• What is needed
Every line below that holds the string "striped" should be copied.

• Given data
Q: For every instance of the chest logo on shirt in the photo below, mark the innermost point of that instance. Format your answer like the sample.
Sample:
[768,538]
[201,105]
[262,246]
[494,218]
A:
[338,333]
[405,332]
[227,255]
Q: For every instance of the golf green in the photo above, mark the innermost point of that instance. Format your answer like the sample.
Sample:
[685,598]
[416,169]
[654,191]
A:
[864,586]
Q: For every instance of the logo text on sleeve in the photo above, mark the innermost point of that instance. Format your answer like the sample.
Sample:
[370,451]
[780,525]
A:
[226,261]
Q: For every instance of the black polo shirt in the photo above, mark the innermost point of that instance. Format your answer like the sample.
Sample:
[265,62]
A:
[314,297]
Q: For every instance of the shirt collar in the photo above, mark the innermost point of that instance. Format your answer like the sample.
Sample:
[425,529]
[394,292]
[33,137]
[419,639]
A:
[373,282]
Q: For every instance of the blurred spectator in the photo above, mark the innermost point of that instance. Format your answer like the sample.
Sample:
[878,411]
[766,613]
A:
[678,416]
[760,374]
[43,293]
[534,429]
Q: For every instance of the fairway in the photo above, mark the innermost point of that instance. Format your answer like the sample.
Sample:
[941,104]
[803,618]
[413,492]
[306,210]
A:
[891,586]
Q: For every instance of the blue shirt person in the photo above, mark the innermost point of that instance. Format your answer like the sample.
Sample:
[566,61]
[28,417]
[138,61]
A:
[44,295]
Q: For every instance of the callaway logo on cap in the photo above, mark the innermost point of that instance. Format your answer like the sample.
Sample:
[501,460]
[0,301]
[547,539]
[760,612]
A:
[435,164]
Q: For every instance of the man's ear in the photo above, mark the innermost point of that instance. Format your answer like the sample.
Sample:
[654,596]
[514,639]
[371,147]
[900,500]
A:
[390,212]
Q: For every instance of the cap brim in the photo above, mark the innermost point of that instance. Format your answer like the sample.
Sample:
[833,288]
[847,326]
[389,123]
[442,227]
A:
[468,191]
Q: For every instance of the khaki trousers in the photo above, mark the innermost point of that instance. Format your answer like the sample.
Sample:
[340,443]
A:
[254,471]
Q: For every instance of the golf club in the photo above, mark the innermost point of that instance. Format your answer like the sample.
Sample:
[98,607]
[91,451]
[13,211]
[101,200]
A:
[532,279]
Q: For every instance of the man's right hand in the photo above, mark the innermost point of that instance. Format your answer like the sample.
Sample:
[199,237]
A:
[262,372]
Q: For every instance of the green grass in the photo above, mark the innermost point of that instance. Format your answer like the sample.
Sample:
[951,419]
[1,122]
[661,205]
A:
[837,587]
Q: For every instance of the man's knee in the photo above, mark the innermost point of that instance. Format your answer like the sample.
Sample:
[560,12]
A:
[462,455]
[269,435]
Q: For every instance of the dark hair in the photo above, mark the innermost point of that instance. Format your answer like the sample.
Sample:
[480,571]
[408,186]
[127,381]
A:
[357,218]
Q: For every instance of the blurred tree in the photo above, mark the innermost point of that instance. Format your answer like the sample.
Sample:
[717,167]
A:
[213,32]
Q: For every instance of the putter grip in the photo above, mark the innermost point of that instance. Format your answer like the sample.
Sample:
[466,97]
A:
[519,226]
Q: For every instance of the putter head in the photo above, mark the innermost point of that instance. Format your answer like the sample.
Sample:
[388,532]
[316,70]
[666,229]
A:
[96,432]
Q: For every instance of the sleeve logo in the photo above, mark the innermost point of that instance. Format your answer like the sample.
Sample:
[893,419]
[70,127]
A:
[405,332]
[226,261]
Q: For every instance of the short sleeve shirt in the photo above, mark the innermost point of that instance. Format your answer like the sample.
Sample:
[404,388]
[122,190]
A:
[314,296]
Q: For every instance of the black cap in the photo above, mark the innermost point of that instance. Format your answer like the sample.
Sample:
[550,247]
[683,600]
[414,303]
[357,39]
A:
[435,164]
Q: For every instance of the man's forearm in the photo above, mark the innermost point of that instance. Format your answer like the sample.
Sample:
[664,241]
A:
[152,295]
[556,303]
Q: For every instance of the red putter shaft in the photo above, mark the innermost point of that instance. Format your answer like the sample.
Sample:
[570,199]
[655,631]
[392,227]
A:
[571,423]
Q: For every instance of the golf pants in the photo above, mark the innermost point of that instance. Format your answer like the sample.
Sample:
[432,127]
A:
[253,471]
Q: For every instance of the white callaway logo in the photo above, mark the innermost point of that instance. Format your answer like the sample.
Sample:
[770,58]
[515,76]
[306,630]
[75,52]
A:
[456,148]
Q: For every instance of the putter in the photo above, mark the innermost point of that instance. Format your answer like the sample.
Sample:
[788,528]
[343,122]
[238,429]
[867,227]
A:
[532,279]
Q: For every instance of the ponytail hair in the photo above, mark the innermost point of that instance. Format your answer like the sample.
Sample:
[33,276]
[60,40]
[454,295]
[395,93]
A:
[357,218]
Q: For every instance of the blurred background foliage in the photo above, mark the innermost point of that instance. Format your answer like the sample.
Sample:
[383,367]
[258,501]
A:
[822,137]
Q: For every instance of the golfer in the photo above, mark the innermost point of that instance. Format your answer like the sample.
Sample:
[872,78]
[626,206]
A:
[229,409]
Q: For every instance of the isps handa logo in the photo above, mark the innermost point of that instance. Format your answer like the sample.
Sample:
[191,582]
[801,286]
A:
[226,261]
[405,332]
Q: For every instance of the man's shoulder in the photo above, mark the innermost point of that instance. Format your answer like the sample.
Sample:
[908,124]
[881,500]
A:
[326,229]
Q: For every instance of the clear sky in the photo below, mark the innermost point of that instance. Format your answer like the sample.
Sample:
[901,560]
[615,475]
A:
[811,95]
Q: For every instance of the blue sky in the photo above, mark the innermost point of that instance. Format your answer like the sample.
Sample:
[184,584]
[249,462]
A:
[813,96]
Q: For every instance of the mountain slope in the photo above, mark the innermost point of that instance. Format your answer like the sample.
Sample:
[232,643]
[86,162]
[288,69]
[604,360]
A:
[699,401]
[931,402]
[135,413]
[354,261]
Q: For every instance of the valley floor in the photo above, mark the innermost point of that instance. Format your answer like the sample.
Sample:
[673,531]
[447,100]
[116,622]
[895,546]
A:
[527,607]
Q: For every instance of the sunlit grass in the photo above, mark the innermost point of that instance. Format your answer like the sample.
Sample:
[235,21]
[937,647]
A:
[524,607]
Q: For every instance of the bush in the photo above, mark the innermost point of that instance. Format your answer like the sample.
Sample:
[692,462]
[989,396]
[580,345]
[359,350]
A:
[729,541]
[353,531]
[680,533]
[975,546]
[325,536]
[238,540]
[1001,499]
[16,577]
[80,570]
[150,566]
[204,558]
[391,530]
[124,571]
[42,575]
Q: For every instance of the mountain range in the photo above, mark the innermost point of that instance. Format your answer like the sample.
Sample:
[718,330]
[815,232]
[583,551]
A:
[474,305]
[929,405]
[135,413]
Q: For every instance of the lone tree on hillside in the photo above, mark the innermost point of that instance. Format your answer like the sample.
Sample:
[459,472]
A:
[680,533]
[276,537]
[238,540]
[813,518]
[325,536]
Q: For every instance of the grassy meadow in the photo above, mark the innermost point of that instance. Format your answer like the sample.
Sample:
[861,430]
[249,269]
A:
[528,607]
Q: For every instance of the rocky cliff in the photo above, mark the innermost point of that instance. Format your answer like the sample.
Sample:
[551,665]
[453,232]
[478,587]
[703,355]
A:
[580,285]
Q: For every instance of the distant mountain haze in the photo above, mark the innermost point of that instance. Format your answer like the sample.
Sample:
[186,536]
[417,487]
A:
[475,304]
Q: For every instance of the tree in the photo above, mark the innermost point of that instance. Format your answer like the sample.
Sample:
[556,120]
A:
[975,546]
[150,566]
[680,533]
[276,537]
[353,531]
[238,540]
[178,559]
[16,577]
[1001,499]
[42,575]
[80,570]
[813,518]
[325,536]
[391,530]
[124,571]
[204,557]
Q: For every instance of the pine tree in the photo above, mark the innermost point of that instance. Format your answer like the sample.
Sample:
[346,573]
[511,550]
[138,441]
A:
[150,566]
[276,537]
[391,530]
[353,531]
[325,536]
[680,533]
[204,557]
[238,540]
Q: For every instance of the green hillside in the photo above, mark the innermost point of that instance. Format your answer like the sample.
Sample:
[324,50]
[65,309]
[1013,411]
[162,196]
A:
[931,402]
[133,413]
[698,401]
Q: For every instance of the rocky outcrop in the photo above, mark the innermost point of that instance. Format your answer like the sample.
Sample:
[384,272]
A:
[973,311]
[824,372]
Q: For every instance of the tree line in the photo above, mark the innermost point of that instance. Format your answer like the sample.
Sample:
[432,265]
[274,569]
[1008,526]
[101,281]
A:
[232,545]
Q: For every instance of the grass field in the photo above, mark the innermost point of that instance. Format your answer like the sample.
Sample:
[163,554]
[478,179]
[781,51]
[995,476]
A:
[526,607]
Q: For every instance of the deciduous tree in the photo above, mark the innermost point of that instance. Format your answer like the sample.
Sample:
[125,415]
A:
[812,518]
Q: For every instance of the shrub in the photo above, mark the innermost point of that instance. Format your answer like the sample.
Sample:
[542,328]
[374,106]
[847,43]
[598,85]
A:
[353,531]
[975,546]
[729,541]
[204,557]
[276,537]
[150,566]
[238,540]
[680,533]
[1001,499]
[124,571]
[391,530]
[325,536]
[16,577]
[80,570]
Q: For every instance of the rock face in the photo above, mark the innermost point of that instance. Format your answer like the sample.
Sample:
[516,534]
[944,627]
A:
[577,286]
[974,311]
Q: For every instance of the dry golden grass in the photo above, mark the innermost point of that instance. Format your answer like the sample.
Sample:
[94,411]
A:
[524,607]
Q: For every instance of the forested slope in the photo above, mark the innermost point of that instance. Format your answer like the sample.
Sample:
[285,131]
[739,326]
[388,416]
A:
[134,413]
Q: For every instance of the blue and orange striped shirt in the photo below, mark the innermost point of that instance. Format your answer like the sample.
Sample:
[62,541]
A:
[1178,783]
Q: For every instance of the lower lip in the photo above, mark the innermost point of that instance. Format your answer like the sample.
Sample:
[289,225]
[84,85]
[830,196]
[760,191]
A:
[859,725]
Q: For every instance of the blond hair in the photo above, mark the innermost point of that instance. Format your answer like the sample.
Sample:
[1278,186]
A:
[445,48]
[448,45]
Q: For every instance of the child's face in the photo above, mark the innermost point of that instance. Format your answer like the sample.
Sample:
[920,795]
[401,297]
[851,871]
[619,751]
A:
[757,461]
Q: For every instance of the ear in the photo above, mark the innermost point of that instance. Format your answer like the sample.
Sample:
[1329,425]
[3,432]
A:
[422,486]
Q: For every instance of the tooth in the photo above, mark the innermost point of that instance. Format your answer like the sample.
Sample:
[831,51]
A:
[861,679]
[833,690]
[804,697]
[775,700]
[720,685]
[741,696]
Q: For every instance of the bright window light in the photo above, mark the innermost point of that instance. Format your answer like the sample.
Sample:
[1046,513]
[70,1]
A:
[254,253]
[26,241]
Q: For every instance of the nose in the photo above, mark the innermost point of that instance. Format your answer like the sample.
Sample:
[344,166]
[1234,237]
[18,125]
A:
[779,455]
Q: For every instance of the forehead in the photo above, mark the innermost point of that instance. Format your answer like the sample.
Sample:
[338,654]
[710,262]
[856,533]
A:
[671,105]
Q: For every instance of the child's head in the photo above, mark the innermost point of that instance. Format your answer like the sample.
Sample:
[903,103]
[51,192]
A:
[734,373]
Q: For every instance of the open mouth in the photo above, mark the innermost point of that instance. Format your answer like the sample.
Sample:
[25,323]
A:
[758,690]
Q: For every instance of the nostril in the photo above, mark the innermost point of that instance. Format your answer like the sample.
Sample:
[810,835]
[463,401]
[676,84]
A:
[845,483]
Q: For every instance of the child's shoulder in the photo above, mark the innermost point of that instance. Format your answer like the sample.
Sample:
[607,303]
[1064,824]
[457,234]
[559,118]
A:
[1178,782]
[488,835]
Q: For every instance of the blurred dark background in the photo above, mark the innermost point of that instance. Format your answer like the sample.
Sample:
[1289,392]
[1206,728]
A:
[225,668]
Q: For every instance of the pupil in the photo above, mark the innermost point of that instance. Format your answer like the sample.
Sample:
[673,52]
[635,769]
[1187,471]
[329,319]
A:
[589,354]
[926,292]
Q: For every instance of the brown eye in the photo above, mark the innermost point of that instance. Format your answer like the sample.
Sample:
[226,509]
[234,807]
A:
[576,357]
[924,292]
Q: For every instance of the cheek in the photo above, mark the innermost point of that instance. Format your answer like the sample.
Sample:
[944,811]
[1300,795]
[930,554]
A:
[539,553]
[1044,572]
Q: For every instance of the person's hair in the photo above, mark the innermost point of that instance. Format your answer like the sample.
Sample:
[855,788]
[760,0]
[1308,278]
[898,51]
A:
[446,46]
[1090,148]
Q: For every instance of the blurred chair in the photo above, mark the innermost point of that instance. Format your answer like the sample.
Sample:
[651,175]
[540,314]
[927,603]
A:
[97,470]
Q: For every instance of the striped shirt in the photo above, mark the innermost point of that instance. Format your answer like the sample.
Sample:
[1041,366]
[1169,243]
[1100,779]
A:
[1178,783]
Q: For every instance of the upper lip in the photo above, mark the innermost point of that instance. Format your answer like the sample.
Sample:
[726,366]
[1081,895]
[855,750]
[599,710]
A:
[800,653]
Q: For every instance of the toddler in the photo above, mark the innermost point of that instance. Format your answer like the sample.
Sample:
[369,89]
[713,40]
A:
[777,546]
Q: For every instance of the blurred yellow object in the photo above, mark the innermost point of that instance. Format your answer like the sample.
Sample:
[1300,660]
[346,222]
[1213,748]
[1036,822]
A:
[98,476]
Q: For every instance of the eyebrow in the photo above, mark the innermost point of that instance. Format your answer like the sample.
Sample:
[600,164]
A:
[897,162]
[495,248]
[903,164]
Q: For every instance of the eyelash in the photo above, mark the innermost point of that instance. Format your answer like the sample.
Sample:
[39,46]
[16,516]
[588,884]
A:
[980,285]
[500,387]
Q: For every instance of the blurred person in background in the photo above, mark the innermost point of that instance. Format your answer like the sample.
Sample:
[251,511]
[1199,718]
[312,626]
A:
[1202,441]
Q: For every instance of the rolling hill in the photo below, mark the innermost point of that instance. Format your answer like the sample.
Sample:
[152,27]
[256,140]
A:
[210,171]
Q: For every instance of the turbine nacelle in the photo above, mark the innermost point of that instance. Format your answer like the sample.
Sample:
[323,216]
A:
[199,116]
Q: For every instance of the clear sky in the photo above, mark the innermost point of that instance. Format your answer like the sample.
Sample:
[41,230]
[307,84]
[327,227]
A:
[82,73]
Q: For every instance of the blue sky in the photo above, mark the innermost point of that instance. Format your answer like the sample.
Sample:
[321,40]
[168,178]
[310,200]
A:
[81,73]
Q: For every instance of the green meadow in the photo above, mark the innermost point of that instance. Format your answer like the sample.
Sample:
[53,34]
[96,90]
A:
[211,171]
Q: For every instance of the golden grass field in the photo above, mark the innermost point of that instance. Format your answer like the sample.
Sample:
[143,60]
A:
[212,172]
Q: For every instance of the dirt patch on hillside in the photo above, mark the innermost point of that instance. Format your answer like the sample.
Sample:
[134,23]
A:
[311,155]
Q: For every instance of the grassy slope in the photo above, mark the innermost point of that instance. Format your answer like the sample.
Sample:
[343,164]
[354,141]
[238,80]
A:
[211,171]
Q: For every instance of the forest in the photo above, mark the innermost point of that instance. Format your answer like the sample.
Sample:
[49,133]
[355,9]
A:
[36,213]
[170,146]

• Task response
Q: For every instance of the blue and orange striped shirt in the photo below, mark the innermost point of that instance. Format your answer like the sample.
Q: For every instance of the striped shirt in the photo above, mark the innermost point of that instance. Format your answer like the sample.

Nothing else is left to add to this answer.